[Prompt] In the data below, from the line containing "of the sunlit" up to and including the line containing "[[393, 216]]", substitute "mark each instance" for every occurrence of "tag each instance" and leave all other text unaltered. Return only the revised lines in that span.
++++++++
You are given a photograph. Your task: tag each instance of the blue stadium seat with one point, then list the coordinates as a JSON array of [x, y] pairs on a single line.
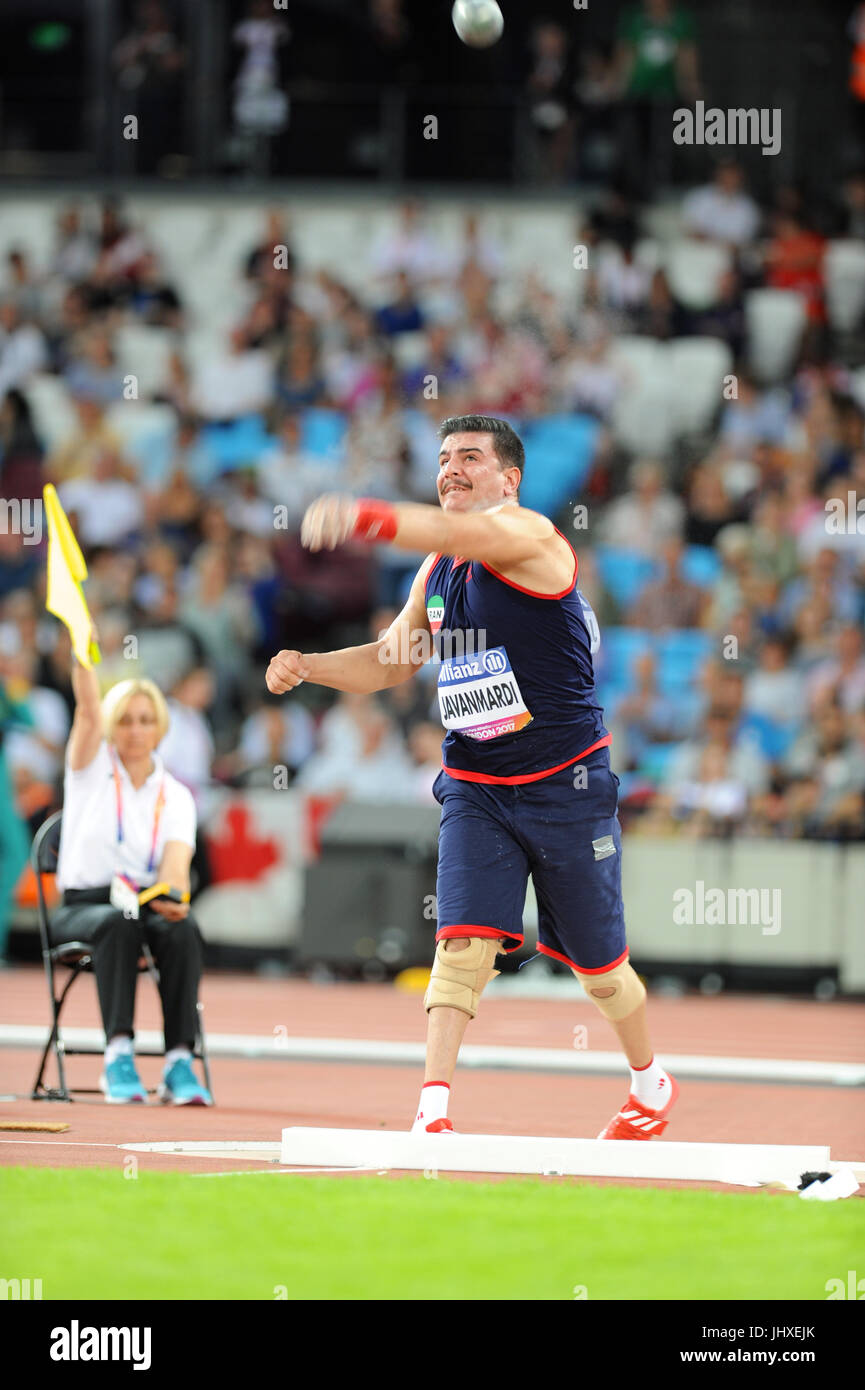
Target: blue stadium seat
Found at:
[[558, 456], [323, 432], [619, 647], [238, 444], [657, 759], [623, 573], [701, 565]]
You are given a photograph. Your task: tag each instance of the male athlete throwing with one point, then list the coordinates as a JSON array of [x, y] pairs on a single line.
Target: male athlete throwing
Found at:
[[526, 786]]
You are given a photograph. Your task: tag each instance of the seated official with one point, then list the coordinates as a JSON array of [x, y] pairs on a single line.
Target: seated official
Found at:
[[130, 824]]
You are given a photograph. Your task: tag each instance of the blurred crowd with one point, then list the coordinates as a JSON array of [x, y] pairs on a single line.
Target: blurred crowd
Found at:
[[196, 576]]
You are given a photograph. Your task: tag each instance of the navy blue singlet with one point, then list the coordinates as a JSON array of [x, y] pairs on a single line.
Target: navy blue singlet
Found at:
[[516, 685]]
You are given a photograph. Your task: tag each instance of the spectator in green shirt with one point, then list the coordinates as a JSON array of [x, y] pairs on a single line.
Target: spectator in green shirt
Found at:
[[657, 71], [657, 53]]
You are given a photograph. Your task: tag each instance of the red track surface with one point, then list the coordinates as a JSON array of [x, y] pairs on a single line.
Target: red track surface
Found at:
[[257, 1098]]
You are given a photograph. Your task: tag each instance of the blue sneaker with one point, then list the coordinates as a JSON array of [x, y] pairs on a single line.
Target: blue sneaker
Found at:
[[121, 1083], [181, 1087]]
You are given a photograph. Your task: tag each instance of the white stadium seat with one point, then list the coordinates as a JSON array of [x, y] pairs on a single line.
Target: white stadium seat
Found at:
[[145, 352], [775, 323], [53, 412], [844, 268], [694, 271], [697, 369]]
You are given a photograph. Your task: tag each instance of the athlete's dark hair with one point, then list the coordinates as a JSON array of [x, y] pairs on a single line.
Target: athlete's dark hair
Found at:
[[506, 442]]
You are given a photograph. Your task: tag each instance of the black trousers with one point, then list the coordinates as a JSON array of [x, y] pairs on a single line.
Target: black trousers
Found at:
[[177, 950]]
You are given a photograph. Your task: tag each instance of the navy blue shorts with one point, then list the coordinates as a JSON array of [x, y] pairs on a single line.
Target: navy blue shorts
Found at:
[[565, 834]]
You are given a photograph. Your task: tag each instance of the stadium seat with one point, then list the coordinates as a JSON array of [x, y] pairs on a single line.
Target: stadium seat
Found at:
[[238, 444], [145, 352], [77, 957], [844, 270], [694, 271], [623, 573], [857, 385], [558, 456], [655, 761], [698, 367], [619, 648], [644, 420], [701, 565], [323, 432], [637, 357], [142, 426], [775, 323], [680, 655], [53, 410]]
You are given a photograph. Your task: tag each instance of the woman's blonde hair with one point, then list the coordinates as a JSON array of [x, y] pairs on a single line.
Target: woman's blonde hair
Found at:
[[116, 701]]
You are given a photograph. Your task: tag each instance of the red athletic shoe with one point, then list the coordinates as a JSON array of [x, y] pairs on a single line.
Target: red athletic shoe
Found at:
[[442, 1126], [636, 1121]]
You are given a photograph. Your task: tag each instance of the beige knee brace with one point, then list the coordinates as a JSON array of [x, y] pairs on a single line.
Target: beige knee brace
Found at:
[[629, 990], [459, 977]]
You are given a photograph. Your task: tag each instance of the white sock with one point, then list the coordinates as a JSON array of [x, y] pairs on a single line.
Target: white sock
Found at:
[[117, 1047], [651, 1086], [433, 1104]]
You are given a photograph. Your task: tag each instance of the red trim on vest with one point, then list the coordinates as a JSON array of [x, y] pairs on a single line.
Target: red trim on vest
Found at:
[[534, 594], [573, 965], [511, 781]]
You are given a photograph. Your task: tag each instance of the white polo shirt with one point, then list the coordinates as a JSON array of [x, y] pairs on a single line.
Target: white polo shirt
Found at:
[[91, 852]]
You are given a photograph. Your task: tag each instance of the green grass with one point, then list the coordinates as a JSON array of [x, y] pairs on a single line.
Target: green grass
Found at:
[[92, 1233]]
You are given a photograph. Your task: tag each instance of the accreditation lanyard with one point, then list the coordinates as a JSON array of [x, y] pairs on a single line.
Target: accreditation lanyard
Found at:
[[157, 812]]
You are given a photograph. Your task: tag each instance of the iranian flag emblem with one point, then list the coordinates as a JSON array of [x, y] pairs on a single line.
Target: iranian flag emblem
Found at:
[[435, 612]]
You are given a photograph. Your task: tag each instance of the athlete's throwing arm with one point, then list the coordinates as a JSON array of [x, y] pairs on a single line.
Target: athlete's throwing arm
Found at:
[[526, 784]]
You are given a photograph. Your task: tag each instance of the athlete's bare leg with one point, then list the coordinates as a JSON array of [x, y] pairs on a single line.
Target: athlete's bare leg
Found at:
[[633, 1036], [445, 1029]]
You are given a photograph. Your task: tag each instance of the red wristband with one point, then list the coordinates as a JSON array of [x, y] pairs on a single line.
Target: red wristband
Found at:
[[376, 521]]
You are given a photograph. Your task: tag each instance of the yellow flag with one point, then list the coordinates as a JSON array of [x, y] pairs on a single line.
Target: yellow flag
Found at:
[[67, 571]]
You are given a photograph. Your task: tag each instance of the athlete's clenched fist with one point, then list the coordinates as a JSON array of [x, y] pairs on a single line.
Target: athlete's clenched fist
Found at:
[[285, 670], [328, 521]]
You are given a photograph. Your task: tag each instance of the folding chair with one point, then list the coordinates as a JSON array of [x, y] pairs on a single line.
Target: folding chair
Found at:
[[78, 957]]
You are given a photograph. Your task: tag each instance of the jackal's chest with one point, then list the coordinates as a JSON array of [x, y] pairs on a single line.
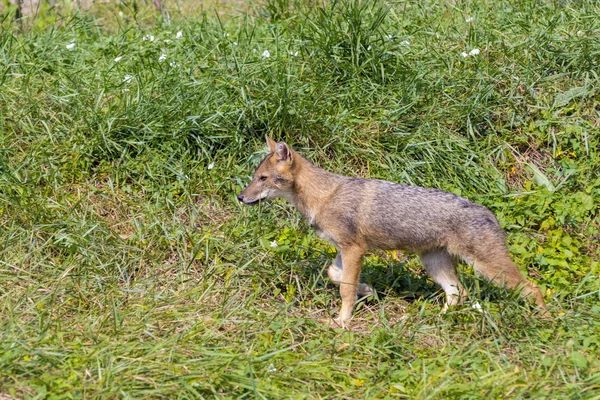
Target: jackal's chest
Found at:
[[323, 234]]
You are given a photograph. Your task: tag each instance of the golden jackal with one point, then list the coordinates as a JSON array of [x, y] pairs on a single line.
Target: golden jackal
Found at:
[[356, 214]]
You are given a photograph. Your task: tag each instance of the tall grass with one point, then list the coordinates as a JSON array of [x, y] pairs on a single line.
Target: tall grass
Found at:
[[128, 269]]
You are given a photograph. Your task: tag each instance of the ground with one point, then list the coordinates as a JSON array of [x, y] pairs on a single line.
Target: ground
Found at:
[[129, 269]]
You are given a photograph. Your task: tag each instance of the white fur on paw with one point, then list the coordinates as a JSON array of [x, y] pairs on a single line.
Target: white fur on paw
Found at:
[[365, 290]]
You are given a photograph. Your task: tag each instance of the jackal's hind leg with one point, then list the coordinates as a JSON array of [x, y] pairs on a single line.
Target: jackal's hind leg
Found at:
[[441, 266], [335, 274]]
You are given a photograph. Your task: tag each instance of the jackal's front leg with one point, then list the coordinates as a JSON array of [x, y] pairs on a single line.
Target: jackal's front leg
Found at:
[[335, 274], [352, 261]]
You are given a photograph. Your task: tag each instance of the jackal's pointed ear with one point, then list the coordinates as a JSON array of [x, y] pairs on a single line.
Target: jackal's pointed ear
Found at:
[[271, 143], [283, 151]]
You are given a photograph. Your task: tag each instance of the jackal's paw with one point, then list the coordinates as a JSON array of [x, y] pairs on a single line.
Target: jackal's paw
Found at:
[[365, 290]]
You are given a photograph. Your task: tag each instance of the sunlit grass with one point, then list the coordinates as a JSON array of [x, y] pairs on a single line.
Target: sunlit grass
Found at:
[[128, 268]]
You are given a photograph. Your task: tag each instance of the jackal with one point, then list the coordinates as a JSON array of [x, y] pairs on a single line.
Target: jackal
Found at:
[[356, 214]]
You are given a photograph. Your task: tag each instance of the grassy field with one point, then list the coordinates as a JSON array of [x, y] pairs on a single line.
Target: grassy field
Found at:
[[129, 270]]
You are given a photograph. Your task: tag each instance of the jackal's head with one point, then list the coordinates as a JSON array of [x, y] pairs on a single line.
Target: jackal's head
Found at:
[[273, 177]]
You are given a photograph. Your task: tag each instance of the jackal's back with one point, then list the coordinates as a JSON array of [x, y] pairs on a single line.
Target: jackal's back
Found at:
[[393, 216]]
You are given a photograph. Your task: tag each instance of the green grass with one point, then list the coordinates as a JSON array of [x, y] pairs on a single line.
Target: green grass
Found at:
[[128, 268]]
++++++++
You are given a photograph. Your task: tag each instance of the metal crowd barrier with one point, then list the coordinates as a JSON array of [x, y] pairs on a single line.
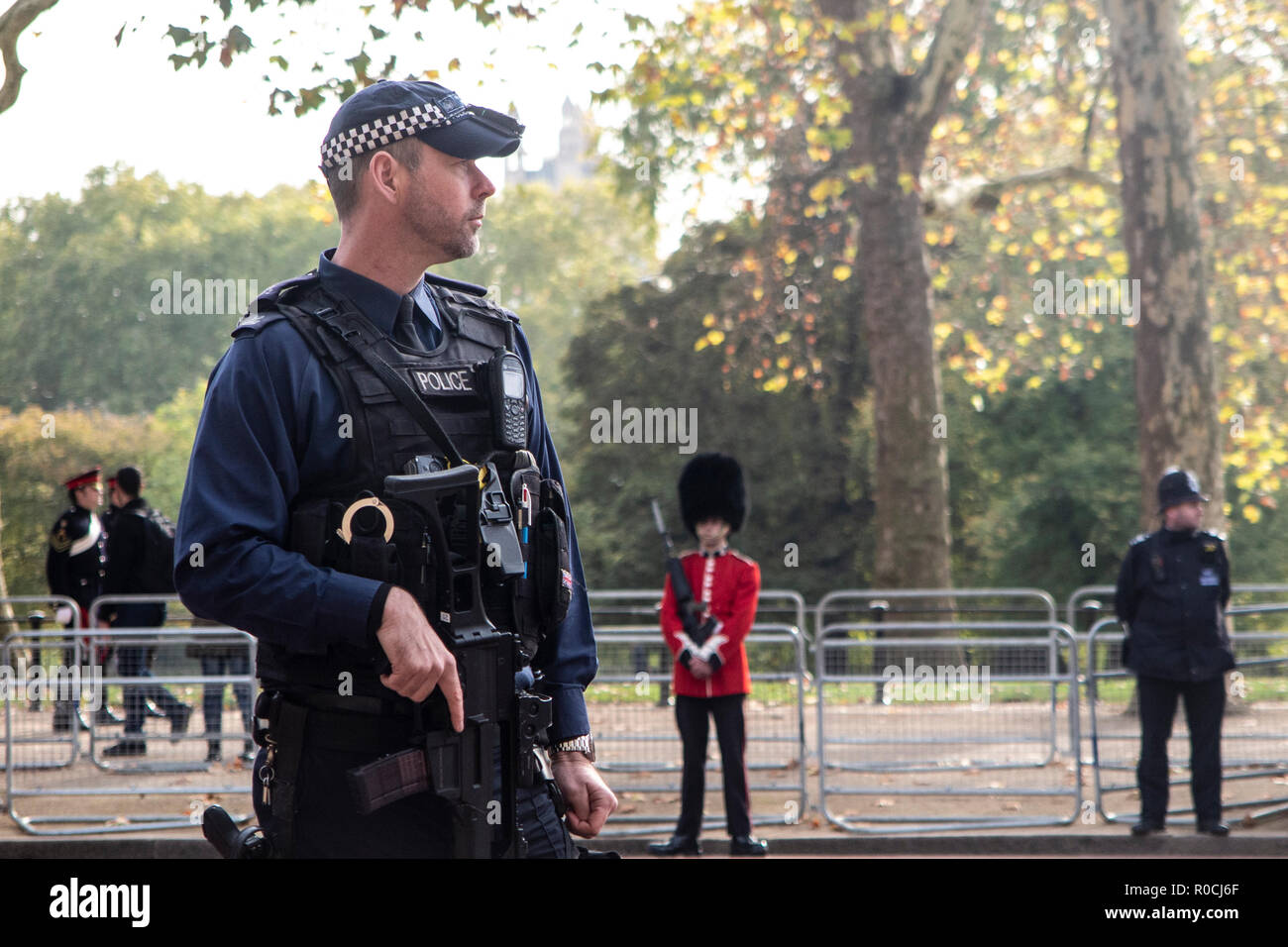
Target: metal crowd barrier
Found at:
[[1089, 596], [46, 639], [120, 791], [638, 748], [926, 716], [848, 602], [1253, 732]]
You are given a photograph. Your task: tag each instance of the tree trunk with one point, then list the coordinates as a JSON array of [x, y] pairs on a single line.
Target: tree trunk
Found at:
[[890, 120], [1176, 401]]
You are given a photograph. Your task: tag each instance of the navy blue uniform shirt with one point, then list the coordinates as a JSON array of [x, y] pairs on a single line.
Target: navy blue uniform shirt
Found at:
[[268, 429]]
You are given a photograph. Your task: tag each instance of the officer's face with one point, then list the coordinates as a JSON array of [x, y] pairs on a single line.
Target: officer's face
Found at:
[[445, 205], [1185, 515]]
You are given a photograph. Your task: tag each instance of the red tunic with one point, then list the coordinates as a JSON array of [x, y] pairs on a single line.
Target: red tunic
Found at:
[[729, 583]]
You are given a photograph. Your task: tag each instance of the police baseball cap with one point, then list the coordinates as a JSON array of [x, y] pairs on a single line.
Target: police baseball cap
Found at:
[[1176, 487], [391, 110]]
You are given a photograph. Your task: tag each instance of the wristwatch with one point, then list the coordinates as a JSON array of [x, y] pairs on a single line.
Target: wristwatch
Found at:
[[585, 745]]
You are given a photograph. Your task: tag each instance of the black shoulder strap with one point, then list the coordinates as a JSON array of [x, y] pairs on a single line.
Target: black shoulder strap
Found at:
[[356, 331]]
++++++++
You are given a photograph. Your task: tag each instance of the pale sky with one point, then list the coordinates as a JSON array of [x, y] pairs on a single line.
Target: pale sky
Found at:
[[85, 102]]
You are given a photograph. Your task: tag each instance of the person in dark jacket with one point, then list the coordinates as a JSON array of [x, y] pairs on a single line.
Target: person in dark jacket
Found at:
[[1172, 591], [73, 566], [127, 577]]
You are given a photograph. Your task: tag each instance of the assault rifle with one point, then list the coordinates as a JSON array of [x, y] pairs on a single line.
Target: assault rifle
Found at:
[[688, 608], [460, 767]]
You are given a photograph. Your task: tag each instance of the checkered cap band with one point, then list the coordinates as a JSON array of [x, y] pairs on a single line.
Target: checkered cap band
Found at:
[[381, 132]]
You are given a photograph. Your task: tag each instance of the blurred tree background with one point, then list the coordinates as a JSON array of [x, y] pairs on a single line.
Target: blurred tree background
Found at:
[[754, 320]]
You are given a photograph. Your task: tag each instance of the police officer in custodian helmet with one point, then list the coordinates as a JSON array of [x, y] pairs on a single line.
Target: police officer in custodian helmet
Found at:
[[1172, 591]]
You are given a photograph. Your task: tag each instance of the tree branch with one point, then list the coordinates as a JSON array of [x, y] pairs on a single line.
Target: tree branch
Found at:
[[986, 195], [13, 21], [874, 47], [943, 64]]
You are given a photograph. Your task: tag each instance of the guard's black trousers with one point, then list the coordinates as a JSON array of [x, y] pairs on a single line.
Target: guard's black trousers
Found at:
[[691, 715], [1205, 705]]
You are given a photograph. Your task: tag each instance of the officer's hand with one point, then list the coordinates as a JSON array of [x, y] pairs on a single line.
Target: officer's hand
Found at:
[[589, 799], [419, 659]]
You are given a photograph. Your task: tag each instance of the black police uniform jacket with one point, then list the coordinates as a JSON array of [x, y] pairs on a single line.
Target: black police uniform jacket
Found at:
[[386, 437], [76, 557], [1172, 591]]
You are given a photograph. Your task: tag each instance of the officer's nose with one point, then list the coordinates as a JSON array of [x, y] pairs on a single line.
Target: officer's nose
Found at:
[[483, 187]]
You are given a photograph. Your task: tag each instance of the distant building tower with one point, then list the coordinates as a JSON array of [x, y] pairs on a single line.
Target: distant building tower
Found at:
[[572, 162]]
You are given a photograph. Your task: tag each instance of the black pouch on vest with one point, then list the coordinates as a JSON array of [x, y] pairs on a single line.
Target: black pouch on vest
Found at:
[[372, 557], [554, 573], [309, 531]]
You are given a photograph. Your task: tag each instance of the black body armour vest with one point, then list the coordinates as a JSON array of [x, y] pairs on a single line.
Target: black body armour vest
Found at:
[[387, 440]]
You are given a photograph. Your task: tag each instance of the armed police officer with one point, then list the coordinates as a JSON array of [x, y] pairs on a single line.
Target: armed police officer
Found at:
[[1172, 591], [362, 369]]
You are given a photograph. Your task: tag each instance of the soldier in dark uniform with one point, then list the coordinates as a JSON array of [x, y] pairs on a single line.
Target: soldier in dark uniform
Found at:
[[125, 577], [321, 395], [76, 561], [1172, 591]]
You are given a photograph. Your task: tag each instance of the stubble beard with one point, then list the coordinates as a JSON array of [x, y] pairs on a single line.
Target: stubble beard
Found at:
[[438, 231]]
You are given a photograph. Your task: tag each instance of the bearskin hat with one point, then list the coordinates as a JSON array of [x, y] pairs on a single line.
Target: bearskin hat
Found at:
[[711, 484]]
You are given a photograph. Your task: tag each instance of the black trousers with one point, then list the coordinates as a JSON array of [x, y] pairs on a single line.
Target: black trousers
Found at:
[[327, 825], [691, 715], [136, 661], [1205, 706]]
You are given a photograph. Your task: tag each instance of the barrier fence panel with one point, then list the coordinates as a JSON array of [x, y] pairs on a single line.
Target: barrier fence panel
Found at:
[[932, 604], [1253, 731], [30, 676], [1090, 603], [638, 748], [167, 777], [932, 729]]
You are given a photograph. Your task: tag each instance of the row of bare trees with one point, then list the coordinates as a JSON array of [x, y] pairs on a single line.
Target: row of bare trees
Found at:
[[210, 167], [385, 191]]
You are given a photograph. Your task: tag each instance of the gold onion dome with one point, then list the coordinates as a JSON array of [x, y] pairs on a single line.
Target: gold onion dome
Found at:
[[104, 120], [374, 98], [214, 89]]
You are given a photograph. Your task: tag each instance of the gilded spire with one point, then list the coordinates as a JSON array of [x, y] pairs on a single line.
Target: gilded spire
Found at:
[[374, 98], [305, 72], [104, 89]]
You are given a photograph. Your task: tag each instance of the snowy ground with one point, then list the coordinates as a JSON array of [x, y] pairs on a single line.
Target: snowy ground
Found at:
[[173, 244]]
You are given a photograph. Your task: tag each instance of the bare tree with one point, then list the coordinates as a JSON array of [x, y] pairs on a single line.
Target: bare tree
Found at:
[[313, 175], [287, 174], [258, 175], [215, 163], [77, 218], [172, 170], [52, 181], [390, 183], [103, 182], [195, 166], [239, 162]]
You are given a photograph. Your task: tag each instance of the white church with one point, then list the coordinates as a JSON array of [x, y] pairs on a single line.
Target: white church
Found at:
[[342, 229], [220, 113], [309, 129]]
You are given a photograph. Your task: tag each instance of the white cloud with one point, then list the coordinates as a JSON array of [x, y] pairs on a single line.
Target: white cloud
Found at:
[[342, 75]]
++++++++
[Solution for this task]
You are given a photograph. Your task: mark each instance of the sunlit grass with one point, then list the coordinates as a JSON array of [x, y] pairs on a single line.
Target: sunlit grass
Found at:
[[128, 268]]
You are given a photograph. Your task: mark each instance of the jackal with one point, then list the coordinates as a JSON array of [x, y] pairs on a single line.
Target: jackal
Found at:
[[356, 214]]
You are given a photograph. Your task: mark each instance of the grassy field with one point, then list the coordinates as a JSON array of [x, y] pairs on a single line.
Target: grassy field
Found at:
[[129, 270]]
You are given a photograph. Your task: mark each instance of the jackal's head with one point, then list the coordinates as a JSON array of [x, y] pairs on a single line.
Target: jackal's head
Found at:
[[273, 177]]
You are given a photograph. Your task: mark each instance of the jackal's back with one point, then list the coordinates as a JSON array of [x, y] pairs on a single line.
Target: jackal's back
Found at:
[[393, 216]]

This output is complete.